-- START Data lines --

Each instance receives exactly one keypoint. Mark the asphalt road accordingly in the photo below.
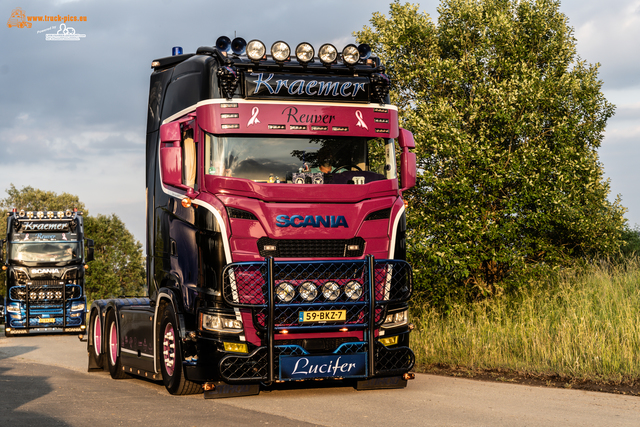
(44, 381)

-- END Data lines --
-- START Data lines --

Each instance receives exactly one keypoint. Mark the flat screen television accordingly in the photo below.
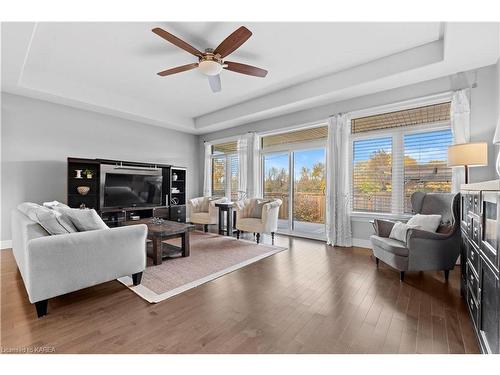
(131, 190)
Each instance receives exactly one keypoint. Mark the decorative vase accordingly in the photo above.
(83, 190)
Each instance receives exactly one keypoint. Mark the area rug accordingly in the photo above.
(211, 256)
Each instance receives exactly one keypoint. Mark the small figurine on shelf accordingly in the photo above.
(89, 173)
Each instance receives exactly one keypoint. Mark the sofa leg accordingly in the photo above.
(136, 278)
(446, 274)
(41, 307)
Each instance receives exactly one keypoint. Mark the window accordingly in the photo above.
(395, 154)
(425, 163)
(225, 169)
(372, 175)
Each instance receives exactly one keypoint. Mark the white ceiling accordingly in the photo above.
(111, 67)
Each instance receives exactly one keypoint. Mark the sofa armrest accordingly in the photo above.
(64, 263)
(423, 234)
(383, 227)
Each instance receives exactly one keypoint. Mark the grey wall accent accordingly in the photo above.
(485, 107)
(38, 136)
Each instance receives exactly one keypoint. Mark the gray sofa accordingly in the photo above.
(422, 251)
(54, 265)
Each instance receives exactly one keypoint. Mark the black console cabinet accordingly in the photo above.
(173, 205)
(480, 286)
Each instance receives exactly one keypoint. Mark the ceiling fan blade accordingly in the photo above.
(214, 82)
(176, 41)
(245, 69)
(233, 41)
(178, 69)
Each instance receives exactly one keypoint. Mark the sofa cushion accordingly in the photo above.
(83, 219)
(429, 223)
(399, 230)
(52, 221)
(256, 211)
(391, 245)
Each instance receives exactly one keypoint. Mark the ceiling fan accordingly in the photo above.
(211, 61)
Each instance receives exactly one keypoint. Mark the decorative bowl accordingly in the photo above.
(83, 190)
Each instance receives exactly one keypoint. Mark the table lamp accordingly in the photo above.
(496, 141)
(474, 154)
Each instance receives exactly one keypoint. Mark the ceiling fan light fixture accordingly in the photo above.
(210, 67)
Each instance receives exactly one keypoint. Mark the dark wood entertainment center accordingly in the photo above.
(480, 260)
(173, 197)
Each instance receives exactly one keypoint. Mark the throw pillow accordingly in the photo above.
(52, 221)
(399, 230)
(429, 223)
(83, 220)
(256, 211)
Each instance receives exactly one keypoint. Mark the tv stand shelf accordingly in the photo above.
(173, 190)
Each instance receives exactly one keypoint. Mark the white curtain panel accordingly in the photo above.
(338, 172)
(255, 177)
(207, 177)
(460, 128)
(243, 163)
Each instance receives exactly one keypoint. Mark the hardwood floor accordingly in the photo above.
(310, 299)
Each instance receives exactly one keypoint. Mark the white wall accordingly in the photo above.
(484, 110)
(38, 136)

-- END Data lines --

▶ _Direction_:
Pick out every line in the rows above that contains the word "decorative", and copy each one in full.

▶ _Exercise output_:
Each instance receives exactly one keypoint. Mark the decorative vase accordingly in the photo above.
Each instance receives exactly one keypoint. Mark the decorative bowl accordingly in the photo above.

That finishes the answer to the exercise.